### Le tue istruzioni
Puoi ribattere l'intero estratto sulla responsabilità di chi legge un testo, identico in ogni parola e segno?

### Estratto

※

Siamo di nuovo di fronte ad una materialità della lingua che mette in gioco relazioni dinamiche tra forma e sostanza in una molteplicità di intrecci che impegnano chi legge in un lavoro di ricostruzione, quasi di riscrittura, del testo ai fini della sua più esaustiva comprensione. L’elemento di soggettività che entra in ogni atto di lettura per i testi di R. può diventare rischiosamente eccessivo, ma l’unico antidoto è ancora una volta il rispetto del testo, alla ricerca di indizi di significazione e di tracce del contesto storico, culturale e sociale in cui è sorta quella scelta di scrittura. Il sistema su cui un testo costruisce la propria trama di significazione è formato da una pluralità, dove alla denotazione (il detto) si aggiunge quel segno di connotazione (l’inteso dire) che, non necessario alla comprensione linguistica, è però penetrato di un sapere ineguale a seconda dell’universo di conoscenze proprio di chi legge, delle sue ‘disposizioni’ a cogliere gli intrecci fra i differenti piani di costituzione del senso. Si tratta dell’interazione fra contesti, quello di scrittura e quello di lettura: dalla rete di relazioni fra i rispettivi saperi emergono i diversi livelli di significazione del testo. Tali contesti, inoltre, possono trovarsi in dimensioni spaziali e temporali assai differenti e quindi richiedere che il piano storico (e storico-culturale) si aggiunga a quello linguistico e semiotico per l’analisi del testo (ad es. ricostruire le letture che circolavano in via Frascati per R. e cosa succedeva in quegli anni che poteva sollecitare il suo interesse a scriverne). C’è dunque, infine, una responsabilità di lettura, per i testi di R. come per la lettura in generale: ritenere che nessuna parola e nessun enunciato siano casuali ma anzi il prodotto di una scelta da parte di chi ha scritto; di conseguenza chi legge è vincolato a cogliere, nel dispiegarsi linguistico del senso, le pulsioni, il pensiero e le idee su cui si è radicato quel progetto di tessitura testuale, al di là di ogni difficoltà di comprensione.

※

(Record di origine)
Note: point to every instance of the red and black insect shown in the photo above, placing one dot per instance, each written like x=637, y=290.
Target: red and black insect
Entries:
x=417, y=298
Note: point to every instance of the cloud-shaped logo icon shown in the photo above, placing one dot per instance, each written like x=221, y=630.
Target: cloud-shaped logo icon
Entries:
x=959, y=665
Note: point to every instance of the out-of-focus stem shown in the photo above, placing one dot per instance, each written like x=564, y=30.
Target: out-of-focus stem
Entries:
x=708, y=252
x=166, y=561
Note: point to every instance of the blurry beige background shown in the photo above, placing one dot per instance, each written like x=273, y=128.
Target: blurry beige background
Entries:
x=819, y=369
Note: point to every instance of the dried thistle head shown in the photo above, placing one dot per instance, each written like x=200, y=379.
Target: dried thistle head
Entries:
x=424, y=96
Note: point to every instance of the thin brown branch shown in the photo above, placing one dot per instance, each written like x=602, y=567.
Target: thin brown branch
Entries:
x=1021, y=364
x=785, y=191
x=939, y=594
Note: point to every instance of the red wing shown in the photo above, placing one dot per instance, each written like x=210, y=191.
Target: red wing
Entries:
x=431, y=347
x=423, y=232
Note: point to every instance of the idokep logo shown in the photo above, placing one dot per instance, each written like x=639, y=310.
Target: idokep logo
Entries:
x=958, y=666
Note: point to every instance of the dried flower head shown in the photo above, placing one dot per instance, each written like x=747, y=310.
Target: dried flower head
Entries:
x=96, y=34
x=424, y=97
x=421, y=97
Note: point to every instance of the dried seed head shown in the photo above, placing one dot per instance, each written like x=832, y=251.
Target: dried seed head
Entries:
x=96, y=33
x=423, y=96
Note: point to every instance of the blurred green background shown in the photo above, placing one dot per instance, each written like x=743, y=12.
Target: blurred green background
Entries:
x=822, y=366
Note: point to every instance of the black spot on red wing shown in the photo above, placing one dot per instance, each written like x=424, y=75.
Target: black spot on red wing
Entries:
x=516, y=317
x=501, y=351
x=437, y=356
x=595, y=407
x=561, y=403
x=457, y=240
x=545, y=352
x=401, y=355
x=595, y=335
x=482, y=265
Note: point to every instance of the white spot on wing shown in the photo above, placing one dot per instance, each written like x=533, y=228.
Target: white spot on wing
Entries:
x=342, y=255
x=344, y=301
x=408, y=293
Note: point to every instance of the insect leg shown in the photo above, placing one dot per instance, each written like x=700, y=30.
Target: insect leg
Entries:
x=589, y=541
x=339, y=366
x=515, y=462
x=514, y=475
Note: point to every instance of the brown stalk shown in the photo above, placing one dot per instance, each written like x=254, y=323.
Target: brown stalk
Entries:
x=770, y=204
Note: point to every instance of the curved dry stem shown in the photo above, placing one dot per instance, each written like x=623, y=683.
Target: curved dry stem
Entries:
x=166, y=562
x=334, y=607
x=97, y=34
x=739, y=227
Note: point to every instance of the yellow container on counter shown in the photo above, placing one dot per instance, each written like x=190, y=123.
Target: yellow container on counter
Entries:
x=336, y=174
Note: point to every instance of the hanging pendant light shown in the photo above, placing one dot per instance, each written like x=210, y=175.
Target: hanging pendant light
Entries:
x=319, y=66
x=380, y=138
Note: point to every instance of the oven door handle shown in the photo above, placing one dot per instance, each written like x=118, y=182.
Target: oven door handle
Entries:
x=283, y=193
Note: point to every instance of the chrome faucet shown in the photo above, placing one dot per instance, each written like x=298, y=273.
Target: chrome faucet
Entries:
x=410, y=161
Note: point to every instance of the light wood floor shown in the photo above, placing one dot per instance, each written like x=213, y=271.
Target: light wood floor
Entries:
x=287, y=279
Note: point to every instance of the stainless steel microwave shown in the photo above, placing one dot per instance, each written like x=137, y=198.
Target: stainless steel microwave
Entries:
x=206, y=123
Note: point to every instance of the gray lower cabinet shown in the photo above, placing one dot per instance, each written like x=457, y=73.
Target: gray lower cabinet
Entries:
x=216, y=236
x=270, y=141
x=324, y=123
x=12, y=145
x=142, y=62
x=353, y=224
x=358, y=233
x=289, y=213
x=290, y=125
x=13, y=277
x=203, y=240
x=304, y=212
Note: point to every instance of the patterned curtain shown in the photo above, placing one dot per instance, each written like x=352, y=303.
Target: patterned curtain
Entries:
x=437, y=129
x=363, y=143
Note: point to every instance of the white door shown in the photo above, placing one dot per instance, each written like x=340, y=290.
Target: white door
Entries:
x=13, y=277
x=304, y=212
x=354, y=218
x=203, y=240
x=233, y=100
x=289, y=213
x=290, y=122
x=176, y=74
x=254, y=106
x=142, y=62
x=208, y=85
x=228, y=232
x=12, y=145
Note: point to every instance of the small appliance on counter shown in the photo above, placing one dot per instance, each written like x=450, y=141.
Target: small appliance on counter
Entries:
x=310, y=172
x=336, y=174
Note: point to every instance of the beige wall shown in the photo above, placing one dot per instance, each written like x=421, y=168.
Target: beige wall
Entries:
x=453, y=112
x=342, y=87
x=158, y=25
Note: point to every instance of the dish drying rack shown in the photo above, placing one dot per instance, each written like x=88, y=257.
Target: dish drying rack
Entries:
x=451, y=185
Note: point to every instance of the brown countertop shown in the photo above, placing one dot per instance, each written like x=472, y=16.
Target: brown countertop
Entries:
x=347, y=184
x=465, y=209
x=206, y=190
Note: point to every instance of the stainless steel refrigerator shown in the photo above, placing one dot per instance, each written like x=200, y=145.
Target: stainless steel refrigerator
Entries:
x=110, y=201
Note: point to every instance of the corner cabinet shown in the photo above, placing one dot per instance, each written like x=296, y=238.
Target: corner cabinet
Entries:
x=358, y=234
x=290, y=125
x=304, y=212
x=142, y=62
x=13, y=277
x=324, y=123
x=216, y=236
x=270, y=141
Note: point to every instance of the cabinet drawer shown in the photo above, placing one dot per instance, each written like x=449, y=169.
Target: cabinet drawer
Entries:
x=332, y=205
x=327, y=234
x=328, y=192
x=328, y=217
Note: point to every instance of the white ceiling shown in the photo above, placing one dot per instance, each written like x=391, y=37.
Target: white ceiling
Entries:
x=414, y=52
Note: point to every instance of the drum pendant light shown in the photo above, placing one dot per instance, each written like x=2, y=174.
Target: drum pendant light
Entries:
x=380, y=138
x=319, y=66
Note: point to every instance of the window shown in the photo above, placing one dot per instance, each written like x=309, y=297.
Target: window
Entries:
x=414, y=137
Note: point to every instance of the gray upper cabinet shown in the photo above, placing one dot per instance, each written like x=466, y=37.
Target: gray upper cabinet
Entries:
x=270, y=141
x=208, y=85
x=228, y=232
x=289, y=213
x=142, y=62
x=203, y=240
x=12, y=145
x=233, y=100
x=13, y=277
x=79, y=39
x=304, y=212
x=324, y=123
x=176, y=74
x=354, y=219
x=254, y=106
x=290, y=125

※

### Risposta attesa
Siamo di nuovo di fronte ad una materialità della lingua che mette in gioco relazioni dinamiche tra forma e sostanza in una molteplicità di intrecci che impegnano chi legge in un lavoro di ricostruzione, quasi di riscrittura, del testo ai fini della sua più esaustiva comprensione. L’elemento di soggettività che entra in ogni atto di lettura per i testi di R. può diventare rischiosamente eccessivo, ma l’unico antidoto è ancora una volta il rispetto del testo, alla ricerca di indizi di significazione e di tracce del contesto storico, culturale e sociale in cui è sorta quella scelta di scrittura. Il sistema su cui un testo costruisce la propria trama di significazione è formato da una pluralità, dove alla denotazione (il detto) si aggiunge quel segno di connotazione (l’inteso dire) che, non necessario alla comprensione linguistica, è però penetrato di un sapere ineguale a seconda dell’universo di conoscenze proprio di chi legge, delle sue ‘disposizioni’ a cogliere gli intrecci fra i differenti piani di costituzione del senso. Si tratta dell’interazione fra contesti, quello di scrittura e quello di lettura: dalla rete di relazioni fra i rispettivi saperi emergono i diversi livelli di significazione del testo. Tali contesti, inoltre, possono trovarsi in dimensioni spaziali e temporali assai differenti e quindi richiedere che il piano storico (e storico-culturale) si aggiunga a quello linguistico e semiotico per l’analisi del testo (ad es. ricostruire le letture che circolavano in via Frascati per R. e cosa succedeva in quegli anni che poteva sollecitare il suo interesse a scriverne). C’è dunque, infine, una responsabilità di lettura, per i testi di R. come per la lettura in generale: ritenere che nessuna parola e nessun enunciato siano casuali ma anzi il prodotto di una scelta da parte di chi ha scritto; di conseguenza chi legge è vincolato a cogliere, nel dispiegarsi linguistico del senso, le pulsioni, il pensiero e le idee su cui si è radicato quel progetto di tessitura testuale, al di là di ogni difficoltà di comprensione.